>> Start Material for the task

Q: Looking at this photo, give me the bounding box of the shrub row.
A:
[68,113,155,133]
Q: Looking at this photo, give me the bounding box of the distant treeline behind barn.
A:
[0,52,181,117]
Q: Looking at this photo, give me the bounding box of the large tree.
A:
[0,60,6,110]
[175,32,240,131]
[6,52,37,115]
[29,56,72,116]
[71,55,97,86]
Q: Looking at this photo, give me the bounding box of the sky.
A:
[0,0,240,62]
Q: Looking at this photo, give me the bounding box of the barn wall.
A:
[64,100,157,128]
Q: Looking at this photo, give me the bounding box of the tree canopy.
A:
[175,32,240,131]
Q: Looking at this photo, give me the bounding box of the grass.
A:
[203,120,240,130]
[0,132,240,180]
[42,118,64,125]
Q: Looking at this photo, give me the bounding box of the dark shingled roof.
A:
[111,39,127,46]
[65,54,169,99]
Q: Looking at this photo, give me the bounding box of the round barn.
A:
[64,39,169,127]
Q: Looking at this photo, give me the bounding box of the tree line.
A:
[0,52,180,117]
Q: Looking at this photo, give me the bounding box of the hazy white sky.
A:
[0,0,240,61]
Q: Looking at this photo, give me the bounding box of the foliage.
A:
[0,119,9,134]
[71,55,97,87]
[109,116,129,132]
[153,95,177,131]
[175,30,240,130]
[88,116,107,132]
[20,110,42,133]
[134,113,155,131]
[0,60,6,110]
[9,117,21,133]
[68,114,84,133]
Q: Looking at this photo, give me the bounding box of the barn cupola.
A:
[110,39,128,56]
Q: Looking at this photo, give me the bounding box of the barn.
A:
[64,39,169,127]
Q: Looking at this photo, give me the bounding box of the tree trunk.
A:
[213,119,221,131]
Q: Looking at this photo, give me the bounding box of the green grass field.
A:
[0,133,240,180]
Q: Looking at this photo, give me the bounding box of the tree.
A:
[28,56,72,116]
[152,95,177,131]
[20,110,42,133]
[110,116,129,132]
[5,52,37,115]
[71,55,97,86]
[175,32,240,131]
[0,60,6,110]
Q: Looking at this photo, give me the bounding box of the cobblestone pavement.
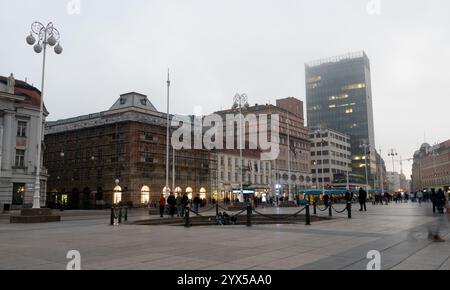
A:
[0,203,450,270]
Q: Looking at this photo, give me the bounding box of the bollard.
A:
[247,205,252,227]
[305,204,311,226]
[110,207,114,226]
[184,206,191,228]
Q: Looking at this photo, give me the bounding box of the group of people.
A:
[159,192,206,217]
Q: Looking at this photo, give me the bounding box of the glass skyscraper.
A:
[305,52,376,185]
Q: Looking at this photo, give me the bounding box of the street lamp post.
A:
[234,94,248,202]
[26,22,63,208]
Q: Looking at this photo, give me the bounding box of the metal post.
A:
[247,205,252,227]
[172,146,175,192]
[164,70,170,197]
[305,204,311,226]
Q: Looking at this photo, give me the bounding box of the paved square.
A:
[0,203,450,270]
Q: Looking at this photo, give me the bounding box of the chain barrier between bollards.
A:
[247,205,253,227]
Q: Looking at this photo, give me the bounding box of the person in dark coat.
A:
[159,194,166,217]
[345,190,353,204]
[194,195,202,214]
[358,187,367,211]
[323,194,330,207]
[167,192,177,217]
[431,188,438,213]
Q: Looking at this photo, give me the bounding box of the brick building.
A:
[44,93,215,208]
[412,140,450,191]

>> End Material for the task

◆ Exercise task
Update the material above by replacing every occurrence of "bounding box" with "enclosing rectangle" and leaving all other text unchanged. Omit the pictures from your answer.

◆ Solution
Q: Looking at this photo, give me the enclosing rectangle of the shrub row.
A:
[68,113,155,133]
Q: Looking at this photo, give me the enclosing rectangle of the distant treeline behind barn.
A:
[0,52,181,117]
Q: Looking at this photo, give me the enclosing rectangle of the large tree.
A:
[0,60,6,110]
[175,32,240,131]
[6,52,37,115]
[29,56,72,116]
[71,55,97,86]
Q: Looking at this photo, give me the enclosing rectangle of the sky.
A:
[0,0,240,62]
Q: Looking at this photo, give me the enclosing rectangle of the barn wall.
A:
[64,100,157,128]
Q: Looking at this photo, give me the enclosing rectangle of the tree canopy.
A:
[175,32,240,131]
Q: Looking at this photo, give me the enclosing rectangle of the grass.
A:
[203,120,240,130]
[0,132,240,180]
[42,118,64,125]
Q: Looking at this photo, give me the enclosing rectangle of the dark shingled roof.
A:
[111,39,127,46]
[65,54,169,99]
Q: Looking at this photo, give me the enclosing rectangle of the round barn.
A:
[64,39,169,127]
Q: Looking at this photo, give me the enclosing rectangle of the tree line.
A:
[0,52,180,117]
Q: Looking at this photo, give me the enclosing rectangle of the hazy white sky.
A:
[0,0,240,61]
Q: Looking at this photo, give me the enclosing rectangle of the foliage.
A:
[0,119,9,134]
[71,55,97,87]
[109,116,129,132]
[153,95,177,131]
[175,30,240,130]
[88,116,107,132]
[20,110,42,133]
[134,113,155,131]
[0,60,6,110]
[9,117,21,133]
[68,114,84,133]
Q: Looking at this photo, give me the enclosing rectangle of the barn cupola.
A:
[110,39,128,56]
Q: Looking at this photo, give me the enclosing rectangle of the barn.
A:
[64,39,169,127]
Q: Looking at this photo, give me the enclosing rectangle of the tree trunk.
A:
[213,119,221,131]
Q: Looking at this photo, give me the enclosing rectangle of the green grass field.
A:
[0,133,240,180]
Q: Looking at this photo, give me the enclosing rectangle of the tree.
A:
[28,56,72,116]
[152,95,177,131]
[20,110,42,133]
[110,116,129,132]
[5,52,37,115]
[71,55,97,86]
[175,32,240,131]
[0,60,6,110]
Q: Looking at this photo, give me the enclosing rectangle of the cobblestone pavement.
A:
[0,203,450,270]
Q: Looking at this photo, give me the enclosing rectangle of the bollard.
A:
[247,205,252,227]
[305,204,311,226]
[110,207,114,226]
[184,206,191,228]
Q: Looking at this photo, give me the enclosing rectangle of the group of people.
A:
[159,192,206,217]
Q: Looking at this photo, give me the enclosing rectangle of the glass skyscraper.
A:
[305,52,376,185]
Q: Looking at this photo, give me the enclosing rectangle of the street lamp post.
A:
[234,94,248,202]
[26,22,63,208]
Q: Looking at this photo, give me the enclosing rectangle of the metal post.
A:
[247,205,252,227]
[172,146,175,192]
[164,70,170,197]
[305,204,311,226]
Q: Looking at this photo, give me the enclosing rectangle of the paved square.
A:
[0,203,450,270]
Q: Looking at this photo, give me the enclosing rectangle of the chain barrier between bollards.
A:
[247,205,253,227]
Q: Looking at this photo, give me the enclosing rectangle of the person in dark coat.
A:
[159,194,166,217]
[345,190,353,204]
[194,195,202,214]
[358,187,367,211]
[323,194,330,207]
[167,192,177,217]
[431,188,438,213]
Q: Looking at this photo, give me the enclosing rectangle of the brick building.
A:
[44,93,215,208]
[412,140,450,191]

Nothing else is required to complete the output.